__Do this__:
Extract every line of the data below that contains the word "wheel".

__Raw data__:

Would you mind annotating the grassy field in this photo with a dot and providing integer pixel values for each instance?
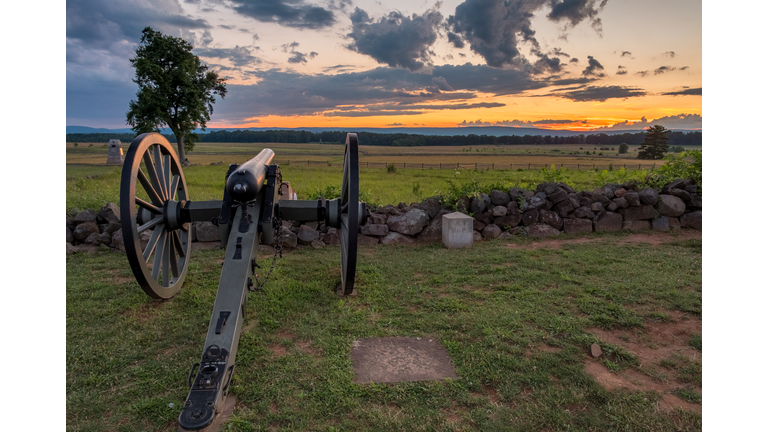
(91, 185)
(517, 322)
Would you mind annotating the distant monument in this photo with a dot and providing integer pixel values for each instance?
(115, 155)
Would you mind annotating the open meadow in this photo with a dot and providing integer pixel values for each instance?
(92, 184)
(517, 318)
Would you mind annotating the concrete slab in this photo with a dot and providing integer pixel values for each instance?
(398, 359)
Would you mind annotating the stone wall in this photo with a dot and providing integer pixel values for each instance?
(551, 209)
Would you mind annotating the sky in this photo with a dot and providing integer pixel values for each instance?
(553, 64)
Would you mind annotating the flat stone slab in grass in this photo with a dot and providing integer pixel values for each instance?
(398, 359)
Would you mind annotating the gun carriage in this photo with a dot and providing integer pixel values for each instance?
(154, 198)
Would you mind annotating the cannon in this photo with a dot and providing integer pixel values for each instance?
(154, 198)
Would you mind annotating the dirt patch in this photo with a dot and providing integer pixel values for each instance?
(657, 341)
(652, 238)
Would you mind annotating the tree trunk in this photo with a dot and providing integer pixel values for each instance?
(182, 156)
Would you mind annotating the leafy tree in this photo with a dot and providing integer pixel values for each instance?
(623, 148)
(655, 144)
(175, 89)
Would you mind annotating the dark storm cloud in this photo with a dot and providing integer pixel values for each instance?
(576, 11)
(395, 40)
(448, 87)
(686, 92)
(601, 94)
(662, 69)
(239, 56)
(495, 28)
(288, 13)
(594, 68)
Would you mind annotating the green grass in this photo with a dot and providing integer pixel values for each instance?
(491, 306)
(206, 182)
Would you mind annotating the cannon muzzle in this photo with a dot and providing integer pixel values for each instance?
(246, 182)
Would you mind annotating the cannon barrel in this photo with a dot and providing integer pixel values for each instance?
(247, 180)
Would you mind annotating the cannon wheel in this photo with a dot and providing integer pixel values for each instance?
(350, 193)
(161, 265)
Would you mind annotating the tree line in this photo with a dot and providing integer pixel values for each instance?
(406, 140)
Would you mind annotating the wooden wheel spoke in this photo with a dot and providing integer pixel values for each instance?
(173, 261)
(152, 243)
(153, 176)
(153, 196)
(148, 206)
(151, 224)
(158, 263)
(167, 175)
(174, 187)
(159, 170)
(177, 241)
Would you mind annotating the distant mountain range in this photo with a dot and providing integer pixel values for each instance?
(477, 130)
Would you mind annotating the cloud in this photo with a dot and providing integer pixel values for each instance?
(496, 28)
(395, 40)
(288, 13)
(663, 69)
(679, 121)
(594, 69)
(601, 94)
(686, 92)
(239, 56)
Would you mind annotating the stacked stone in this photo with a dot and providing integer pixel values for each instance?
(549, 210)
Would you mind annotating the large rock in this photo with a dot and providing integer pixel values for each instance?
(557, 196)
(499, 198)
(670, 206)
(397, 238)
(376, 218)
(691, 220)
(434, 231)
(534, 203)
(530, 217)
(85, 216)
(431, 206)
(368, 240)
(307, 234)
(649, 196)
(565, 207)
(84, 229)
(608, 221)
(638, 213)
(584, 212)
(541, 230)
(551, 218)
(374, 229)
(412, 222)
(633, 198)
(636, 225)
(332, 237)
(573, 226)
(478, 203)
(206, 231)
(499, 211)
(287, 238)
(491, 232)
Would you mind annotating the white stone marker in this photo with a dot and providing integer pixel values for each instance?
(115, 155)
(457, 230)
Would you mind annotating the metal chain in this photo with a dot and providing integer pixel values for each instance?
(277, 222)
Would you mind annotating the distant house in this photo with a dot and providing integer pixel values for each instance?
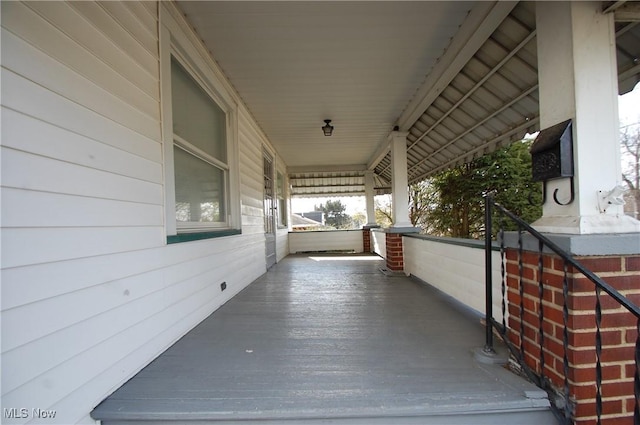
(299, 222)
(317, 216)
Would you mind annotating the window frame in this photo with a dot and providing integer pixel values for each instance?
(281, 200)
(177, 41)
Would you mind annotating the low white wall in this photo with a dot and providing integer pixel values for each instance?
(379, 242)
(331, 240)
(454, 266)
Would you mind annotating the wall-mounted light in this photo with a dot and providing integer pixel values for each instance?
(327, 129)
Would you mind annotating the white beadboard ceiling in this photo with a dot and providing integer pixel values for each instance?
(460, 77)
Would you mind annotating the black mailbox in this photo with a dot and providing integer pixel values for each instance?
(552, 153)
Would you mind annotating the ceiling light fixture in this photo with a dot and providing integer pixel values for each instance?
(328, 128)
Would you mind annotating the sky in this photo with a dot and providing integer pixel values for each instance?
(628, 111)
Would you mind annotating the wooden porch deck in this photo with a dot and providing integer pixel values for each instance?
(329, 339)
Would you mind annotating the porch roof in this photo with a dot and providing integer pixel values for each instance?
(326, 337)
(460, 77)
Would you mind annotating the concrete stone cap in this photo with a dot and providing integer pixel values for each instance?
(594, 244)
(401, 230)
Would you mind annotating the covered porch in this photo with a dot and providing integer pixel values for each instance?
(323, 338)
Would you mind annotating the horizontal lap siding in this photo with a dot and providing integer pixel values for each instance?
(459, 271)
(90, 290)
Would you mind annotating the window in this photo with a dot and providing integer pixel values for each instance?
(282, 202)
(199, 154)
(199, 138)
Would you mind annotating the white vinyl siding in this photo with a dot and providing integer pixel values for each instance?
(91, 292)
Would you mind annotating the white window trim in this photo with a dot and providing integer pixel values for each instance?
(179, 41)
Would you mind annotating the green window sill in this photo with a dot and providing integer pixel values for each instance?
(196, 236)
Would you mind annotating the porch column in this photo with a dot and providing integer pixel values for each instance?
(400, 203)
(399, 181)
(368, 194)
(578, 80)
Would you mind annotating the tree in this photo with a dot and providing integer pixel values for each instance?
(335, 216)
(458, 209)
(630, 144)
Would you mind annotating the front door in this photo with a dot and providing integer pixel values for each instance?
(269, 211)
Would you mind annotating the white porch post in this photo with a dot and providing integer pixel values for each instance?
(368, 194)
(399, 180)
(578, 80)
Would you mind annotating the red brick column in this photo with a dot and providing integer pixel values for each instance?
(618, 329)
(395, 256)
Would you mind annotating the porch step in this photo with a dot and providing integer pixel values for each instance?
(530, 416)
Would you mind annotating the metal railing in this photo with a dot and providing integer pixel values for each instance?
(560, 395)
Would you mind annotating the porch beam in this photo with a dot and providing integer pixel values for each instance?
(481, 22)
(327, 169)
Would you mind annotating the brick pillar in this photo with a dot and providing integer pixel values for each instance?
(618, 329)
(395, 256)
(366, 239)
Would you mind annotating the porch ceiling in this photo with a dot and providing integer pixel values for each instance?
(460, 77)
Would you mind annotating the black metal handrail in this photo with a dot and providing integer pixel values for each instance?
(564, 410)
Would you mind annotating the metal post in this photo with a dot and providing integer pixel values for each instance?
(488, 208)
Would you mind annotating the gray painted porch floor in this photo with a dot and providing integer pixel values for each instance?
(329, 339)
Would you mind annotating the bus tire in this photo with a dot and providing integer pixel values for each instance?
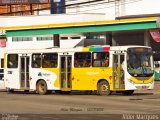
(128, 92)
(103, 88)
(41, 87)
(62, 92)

---

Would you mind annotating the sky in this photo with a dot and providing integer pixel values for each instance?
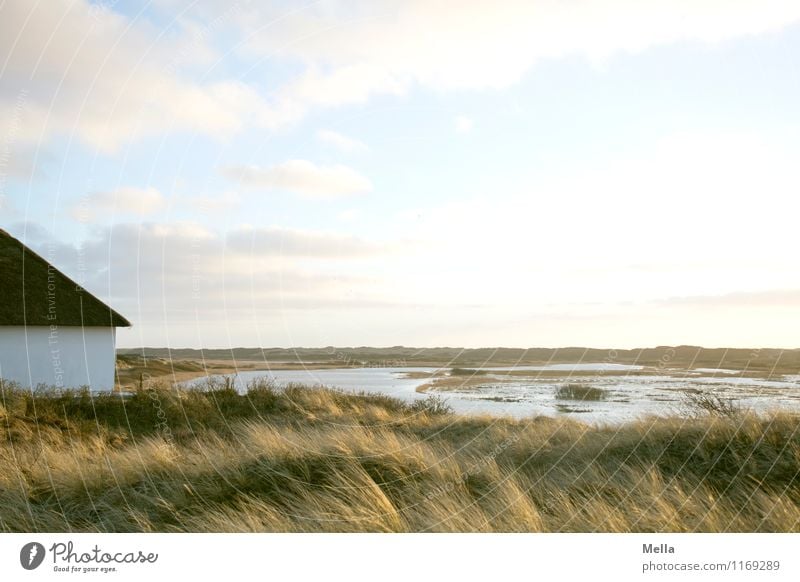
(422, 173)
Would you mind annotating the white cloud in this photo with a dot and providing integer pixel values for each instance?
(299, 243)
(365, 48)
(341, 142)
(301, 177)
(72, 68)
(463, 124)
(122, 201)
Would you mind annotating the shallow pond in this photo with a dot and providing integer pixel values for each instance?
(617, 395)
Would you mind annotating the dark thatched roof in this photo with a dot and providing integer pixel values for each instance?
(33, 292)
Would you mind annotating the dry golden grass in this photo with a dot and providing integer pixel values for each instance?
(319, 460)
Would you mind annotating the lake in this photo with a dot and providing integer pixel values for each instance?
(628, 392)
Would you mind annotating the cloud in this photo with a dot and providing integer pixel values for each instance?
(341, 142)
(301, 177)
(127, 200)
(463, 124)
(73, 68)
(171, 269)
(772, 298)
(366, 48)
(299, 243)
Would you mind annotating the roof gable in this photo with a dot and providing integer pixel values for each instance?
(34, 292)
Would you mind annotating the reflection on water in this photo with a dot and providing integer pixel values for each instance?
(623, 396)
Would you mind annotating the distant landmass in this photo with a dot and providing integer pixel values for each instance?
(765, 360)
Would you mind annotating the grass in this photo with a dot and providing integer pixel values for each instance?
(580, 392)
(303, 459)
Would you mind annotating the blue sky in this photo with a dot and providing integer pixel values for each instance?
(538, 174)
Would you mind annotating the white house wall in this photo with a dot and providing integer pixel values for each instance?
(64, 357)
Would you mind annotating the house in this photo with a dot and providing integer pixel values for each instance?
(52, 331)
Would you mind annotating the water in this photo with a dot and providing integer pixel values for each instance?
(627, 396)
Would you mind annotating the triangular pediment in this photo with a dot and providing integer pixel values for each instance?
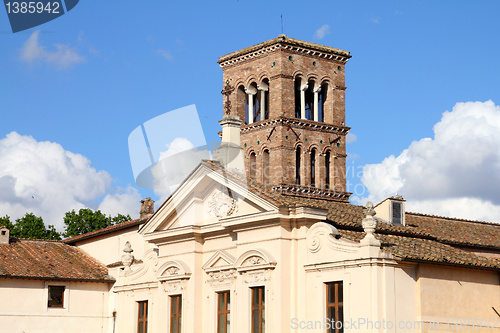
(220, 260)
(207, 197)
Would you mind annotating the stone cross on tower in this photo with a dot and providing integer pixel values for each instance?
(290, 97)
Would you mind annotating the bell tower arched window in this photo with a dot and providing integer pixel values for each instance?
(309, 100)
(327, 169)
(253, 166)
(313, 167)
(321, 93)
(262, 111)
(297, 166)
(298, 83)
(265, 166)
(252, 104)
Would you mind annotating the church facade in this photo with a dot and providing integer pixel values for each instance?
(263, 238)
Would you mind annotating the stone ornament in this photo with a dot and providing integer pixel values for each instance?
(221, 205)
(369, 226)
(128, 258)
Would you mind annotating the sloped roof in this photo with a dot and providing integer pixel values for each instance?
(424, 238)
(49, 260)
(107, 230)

__Correct response__:
Would you mind annotating the cannon wheel in this photo with a dot and providing integer pixel values for each instance?
Would you mind annotating the wooden wheel spoke in this photo with a dot and providing integer pixel values for each instance?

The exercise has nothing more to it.